START RECORDS

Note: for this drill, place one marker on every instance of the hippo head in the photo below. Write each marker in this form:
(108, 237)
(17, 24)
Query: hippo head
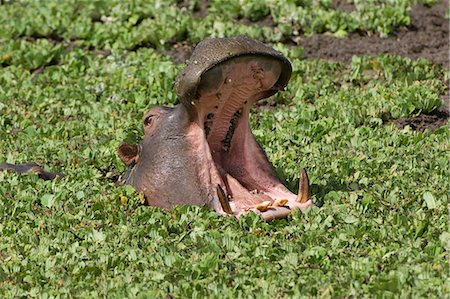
(202, 151)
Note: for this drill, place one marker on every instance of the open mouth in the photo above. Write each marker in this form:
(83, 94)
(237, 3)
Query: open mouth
(222, 104)
(203, 151)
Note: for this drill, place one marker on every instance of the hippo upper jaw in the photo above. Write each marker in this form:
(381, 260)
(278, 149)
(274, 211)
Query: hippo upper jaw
(203, 151)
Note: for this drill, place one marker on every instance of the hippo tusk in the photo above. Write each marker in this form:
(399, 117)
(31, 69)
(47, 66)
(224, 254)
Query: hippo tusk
(303, 188)
(223, 200)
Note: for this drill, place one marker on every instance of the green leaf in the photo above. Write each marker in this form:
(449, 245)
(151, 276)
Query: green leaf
(47, 200)
(429, 200)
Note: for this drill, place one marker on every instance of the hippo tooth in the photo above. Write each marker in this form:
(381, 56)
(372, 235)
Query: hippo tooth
(303, 189)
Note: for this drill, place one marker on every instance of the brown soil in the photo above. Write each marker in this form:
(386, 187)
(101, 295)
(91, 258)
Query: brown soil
(426, 37)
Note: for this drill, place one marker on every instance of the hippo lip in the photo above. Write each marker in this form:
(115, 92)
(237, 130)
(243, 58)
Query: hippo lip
(202, 151)
(222, 105)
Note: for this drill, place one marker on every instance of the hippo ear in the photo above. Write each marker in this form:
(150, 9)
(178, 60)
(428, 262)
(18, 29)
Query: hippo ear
(129, 153)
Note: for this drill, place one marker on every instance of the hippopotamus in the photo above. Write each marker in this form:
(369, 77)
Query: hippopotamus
(202, 151)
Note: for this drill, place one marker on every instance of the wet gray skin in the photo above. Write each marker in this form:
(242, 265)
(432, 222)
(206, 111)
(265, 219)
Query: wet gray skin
(202, 151)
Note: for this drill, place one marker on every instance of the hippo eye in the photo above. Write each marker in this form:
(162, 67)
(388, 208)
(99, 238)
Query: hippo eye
(148, 120)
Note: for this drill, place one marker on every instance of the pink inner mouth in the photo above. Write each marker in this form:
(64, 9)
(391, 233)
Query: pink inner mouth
(223, 102)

END RECORDS

Reprint the entries above exactly, images removed.

**EXERCISE RESPONSE:**
Note: for this drill, place one marker on every instance of the hippo head in the photo below. Write each marker in this form:
(108, 237)
(17, 24)
Query: hippo head
(202, 151)
Note: for this drill, place one marker on every instance of the open mouth in the photo above. Write each marker in this form:
(83, 94)
(237, 3)
Query: open mouth
(222, 104)
(203, 151)
Note: for this drill, place one marker on every instance of the hippo upper jaw in the photo above. Write each marker in this form:
(381, 260)
(278, 149)
(274, 211)
Query: hippo upper jaw
(203, 151)
Note: for this drill, place one marker on every instance of the hippo tusk in the photo above. Write each marker in this form:
(399, 117)
(31, 69)
(47, 66)
(224, 254)
Query: hippo tusk
(303, 188)
(223, 200)
Note: for this drill, place one marker on every instance of the green leaf in the photo above. Write each marker in this form:
(449, 245)
(151, 276)
Query: green leaf
(47, 200)
(429, 200)
Note: for this drill, place one marker on every instance of the hippo tooth in the photo above. Write each marker in this form:
(381, 56)
(372, 235)
Query: hippo tooth
(303, 189)
Note: for this drill, place one marker on every instance of the brown soil in the photo above. Write each marker in this form:
(386, 187)
(101, 295)
(91, 258)
Query: brown soil
(426, 37)
Note: for this drill, place one marker on every instance of the hippo lip in the photo above. Write each marker in this form:
(115, 92)
(237, 130)
(243, 58)
Query: hippo lip
(202, 151)
(222, 105)
Note: for this drill, place one marker on every instance of the hippo ear in the photo above. Write each marker in this form:
(150, 9)
(178, 60)
(428, 262)
(18, 29)
Query: hippo ear
(129, 153)
Note: for this drill, place one marker on every instance of the hippopotamus in the photo above. Write each marker in this form:
(369, 77)
Query: hippopotamus
(202, 151)
Note: for this drill, place one marker on every instance of the wet gray skin in the photo above. Write each marker in this form:
(242, 265)
(432, 222)
(206, 111)
(265, 219)
Query: wet gray skin
(202, 151)
Note: for this drill, place one marker on every instance of the hippo eye in the photo above. Write each marker in this form:
(162, 67)
(388, 208)
(99, 238)
Query: hippo eye
(148, 120)
Note: for this drill, place one marker on every instance of the pink inner mouth in the photo above. Write each marker in this form:
(64, 9)
(391, 233)
Query: pink inner mouth
(223, 102)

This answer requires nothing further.